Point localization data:
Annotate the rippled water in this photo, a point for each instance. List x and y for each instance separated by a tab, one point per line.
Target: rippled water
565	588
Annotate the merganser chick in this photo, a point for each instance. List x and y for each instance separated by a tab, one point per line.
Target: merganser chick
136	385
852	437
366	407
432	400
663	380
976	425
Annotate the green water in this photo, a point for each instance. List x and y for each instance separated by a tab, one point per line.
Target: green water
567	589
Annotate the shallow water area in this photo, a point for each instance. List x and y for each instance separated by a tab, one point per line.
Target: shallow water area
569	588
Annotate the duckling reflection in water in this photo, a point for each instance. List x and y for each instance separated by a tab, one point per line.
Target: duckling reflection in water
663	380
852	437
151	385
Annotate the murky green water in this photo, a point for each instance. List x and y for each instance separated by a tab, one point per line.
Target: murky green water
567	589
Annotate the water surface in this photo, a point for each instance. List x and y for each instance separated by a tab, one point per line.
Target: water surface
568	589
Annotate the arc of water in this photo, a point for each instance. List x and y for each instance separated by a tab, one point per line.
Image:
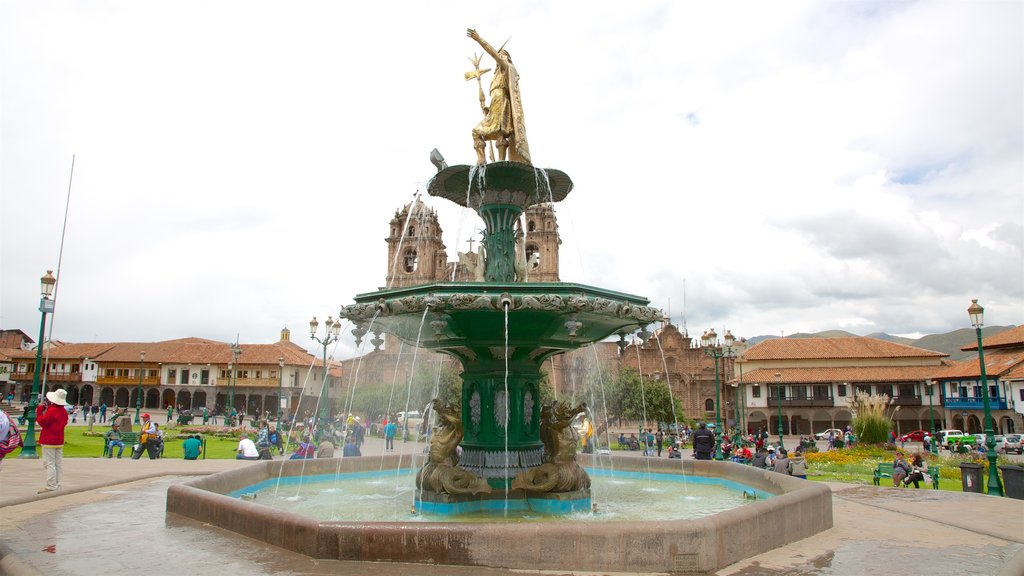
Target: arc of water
409	398
507	415
643	402
675	416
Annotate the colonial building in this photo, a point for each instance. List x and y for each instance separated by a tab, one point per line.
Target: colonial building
671	355
960	385
417	255
186	373
813	379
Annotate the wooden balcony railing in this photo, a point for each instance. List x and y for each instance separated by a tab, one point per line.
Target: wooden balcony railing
127	380
50	377
801	402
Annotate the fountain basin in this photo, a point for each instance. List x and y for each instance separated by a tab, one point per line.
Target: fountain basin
797	509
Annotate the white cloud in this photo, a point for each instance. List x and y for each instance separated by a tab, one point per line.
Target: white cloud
804	167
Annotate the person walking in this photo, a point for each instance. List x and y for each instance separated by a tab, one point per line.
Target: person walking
51	416
389	430
113	438
704	443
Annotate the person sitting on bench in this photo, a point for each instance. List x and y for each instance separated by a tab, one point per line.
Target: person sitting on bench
919	471
113	438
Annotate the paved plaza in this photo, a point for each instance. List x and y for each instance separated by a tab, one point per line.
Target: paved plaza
110	519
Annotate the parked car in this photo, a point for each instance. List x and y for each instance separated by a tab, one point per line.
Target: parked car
1012	443
954	439
915	436
824	435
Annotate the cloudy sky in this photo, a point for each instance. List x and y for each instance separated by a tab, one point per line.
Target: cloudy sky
799	166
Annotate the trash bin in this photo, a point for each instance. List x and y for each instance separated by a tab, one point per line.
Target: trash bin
1013	481
971	478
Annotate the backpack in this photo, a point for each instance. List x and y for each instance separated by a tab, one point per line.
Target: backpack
12	442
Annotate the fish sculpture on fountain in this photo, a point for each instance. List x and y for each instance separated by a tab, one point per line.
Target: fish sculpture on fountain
441	472
560	471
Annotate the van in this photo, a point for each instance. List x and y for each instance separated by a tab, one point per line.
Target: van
412	421
940	436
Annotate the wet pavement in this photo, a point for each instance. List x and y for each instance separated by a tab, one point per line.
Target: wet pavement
111	519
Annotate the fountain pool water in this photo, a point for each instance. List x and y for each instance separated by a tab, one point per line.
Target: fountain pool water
795	510
621	496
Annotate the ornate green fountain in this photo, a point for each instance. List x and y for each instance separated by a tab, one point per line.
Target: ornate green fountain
502	330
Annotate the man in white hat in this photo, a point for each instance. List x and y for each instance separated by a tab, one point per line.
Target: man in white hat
52	417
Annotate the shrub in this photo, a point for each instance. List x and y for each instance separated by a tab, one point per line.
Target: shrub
870	424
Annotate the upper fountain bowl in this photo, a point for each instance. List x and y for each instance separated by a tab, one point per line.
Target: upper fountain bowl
500	182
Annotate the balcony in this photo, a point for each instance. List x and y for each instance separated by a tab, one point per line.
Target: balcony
127	380
974	403
250	382
50	377
802	402
906	401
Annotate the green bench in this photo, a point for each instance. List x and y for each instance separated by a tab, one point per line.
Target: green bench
885	469
130	440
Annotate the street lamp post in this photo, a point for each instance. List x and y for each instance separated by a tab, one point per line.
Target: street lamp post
138	391
778	401
281	386
713	350
332	329
994	484
932	446
45	305
232	370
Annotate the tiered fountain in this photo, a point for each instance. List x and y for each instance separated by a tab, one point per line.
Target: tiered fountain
502	330
513	451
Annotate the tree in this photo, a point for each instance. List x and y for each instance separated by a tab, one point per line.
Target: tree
634	400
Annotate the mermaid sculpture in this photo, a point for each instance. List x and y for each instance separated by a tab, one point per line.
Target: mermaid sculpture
441	472
559	472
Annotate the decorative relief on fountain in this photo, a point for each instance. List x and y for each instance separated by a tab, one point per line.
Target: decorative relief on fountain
527	408
470	301
501	409
542	301
441	472
502	353
474	410
559	472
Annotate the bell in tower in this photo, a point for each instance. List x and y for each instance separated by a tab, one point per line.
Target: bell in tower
538	240
416	253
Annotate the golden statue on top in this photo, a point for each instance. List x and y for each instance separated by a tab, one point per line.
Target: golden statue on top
503	120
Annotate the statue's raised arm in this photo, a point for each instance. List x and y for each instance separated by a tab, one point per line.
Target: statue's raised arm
503	122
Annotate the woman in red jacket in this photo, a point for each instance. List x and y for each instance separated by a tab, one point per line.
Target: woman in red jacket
52	417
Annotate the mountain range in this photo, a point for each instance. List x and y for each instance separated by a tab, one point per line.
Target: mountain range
949	342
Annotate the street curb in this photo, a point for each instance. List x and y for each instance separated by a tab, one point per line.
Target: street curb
91	487
11	565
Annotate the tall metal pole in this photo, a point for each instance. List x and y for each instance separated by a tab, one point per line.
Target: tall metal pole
281	385
718	409
778	400
45	305
138	392
994	484
932	446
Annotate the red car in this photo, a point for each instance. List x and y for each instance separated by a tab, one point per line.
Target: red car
915	436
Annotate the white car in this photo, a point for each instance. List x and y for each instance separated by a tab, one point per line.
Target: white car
824	436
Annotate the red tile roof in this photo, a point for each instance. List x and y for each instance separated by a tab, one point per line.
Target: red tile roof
851	374
997	364
847	347
65	352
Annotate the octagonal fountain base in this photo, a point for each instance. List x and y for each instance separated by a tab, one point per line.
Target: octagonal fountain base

§ **Your task**: In your copy, include no pictures; print every line above exactly.

§ **Task result**:
Annotate the rippled water in this photo, a point for each instance. List x and y for each instance separated by a tab, one point per line.
Target: rippled water
565	588
Annotate the merganser chick in this photo, a point for each instance. List x and y for each instance separated by a tab, one point per line.
Target: merganser chick
136	385
852	437
366	407
432	400
663	380
976	425
Annotate the green water in this photo, a point for each instance. List x and y for each instance separated by a tab, one point per line.
Target: green water
567	589
Annotate the shallow water area in this photo, a point for each instance. List x and y for each instance separated by a tab, one point per line.
Target: shallow water area
569	588
Annotate the duckling reflection in water in this photo, a point for each instance. List x and y for each instance separated by a tab, one point per line.
Target: duckling reflection in water
663	380
852	437
151	385
Annotate the murky green water in this photo, a point for each instance. List x and y for each instance separated by a tab, one point per line.
Target: murky green water
567	589
Annotate the water surface in this photo, a point for each instance. List x and y for each instance separated by a tab, one point per line.
Target: water surface
568	589
Annotate the arc of water in this photo, a point for each instance. List x and y for each instance separated by a tab, one point per line.
Image:
Target: arc of water
409	398
507	415
643	402
675	416
Annotate the colonial building in this photo, a point for each instance. List x and y for each instance separated by a tab, one point per line.
Target: colonial building
671	355
960	385
417	255
186	373
813	379
Annotate the wooden balcony railing in this photo, a point for each instance. List x and y for each instance separated by a tab, one point per line.
Target: wooden balcony railing
127	380
50	377
801	402
Annotate the fountain basin in this photo, a point for each instance. List x and y for each instance separated by a tab, one point per line.
Target: fountain basin
797	509
Annotate the white cloud in this photo, a point for each instance. List x and y for each instance separated by a tab, one point per line.
Target: white cloud
804	167
Annotate the person walking in this photo, a point for each instance. List x and y for each instance separated by a tab, one point per line.
Target: person walking
51	416
389	430
113	438
704	443
Annotate the person sitting on bench in this photo, a point for each instance. List x and y for each instance separated by a tab, one point per line.
Target: person sitting on bench
919	471
113	438
Annotate the paved plaza in this photo, a point for each instance. List x and y for each instance separated by a tab, one point per line.
Target: paved plaza
110	519
Annotate the parked car in this photo, a point for each instance. List x and y for each instance separated by a tab, one point per line.
Target: parked car
1012	443
954	439
915	436
824	435
Annotate the cloudy sky in this photo, a point for each instance. List x and y for each instance separated by a tab, one point per line.
Target: cloudy sky
799	166
Annotate the trash bin in this photo, a point for each instance. List x and y for each instance separated by a tab, one point per line.
Target: trash bin
1013	481
971	478
Annotate the backpack in this photo, a point for each instance. List x and y for each instance separated by a tab, one point per line.
Target: backpack
12	442
Annotate the fish sculpture on fountain in this photo, a point for each instance. List x and y for each instance separated by a tab, one point per line.
Target: fish sculpture on fountain
441	472
560	471
Annotate the van in this photo, a point for each instance. List x and y for each instance separated by a tab, one point per line.
Target: van
412	421
940	436
Annotate the wet pavement in this photo, a point for each instance. List x and y for each instance separated by a tab, one point per line.
Target: wet pavement
111	519
Annotate the fountain pool water in this photo, a point for each instance. List x and y for each instance separated by a tab, one point per line.
Target: fountain pool water
795	510
621	496
Annotate the ornate green fountain in this photo, a point for each instance. List x and y for each instance separated by a tab, one point per line.
Target: ornate green fountain
502	330
Annotate the man in white hat in this photo, a point for each instance. List x and y for each instance separated by a tab, one point per line.
Target: man in white hat
52	417
Annotate the shrub in this photo, a point for each instance. List x and y for each instance separated by a tab, one point per line.
Target: shrub
870	424
Annotate the upper fountain bowl in this photo, a point for each instance. List x and y for each instance separated by a tab, one point per line.
Target: upper fountain bowl
500	182
Annotate the balcony in this photo, a point for each instance. List x and y for each instance separated by a tab, one point per line.
Target: balcony
127	380
974	403
250	382
50	377
802	402
906	401
Annotate the green bench in this photo, a point for each instance. List x and y for each instance separated by a tab, one point per line.
Target: green bench
885	469
130	440
Annotate the street lamp post in this photo, a point for each instance. List x and y for each instance separated by a tab, one point per line.
Target: street lamp post
138	391
778	401
281	386
713	350
332	329
994	484
932	446
45	305
232	370
Annotate the tiered fountain in this photo, a point for each instance. List x and y for each instance separated by a tab, one point per line.
Target: tiered fountain
502	330
513	451
Annotate the tree in this photo, a point for each instance. List x and y for each instance separated by a tab, one point per line.
Target: tree
634	400
Annotate the mermaid sculpture in this photo, a point for each instance. List x and y for each instance separated by a tab, one point per line.
Target: mermaid sculpture
441	472
559	472
Annotate the decorative relief on fountain in this photo, a point for each instance. List x and y for each instance separated by a tab, one point per line.
Target: decorative relief on fountain
527	408
470	301
501	409
542	301
441	472
502	353
474	410
559	472
Annotate the bell in tower in this photo, a point for each instance. List x and y for each instance separated by a tab, one point per line.
Target: bell in tower
538	240
416	253
Annotate the golden statue on top in this photo, a point for each instance. List x and y for each instance separated by a tab, one point per line.
Target: golden statue on top
503	120
Annotate the statue's raised arm in this photo, a point for each instance. List x and y for each instance separated by a tab, one point per line.
Target: statue's raised arm
503	122
Annotate the woman in red jacket in this photo, a point for each instance. List x and y for each instance separated by a tab, one point per line.
Target: woman in red jacket
52	417
Annotate the mountain range in this photo, a point for each instance. List x and y for each instance separated by a tab, one point per line.
Target: mountain range
949	342
Annotate the street curb in this photo, a point for each instance. List x and y for each instance separated by a tab, one point per line.
Target: street curb
91	487
11	565
Annotate the tall metal pole in this photo, a point for each instance. List x and y for each instance separated by a tab, one point per line.
Target: tall metal pole
281	385
718	409
778	400
45	305
138	392
994	484
932	446
Annotate the red car in this photo, a point for each instance. List x and y for each instance separated by a tab, one point per line.
Target: red car
915	436
Annotate the white car in this photo, a point for each instance. List x and y for each instance separated by a tab, one point per line.
Target: white car
824	436
Annotate the red tile roof in this photo, a point for each instance. List x and y for each instance separated by a tab, one point per line.
Target: red tile roof
851	374
997	364
847	347
65	352
Annotate the octagonal fountain base in this photo, a point for each instance. List x and y for each instance separated by a tab, one point per line.
Target: octagonal fountain base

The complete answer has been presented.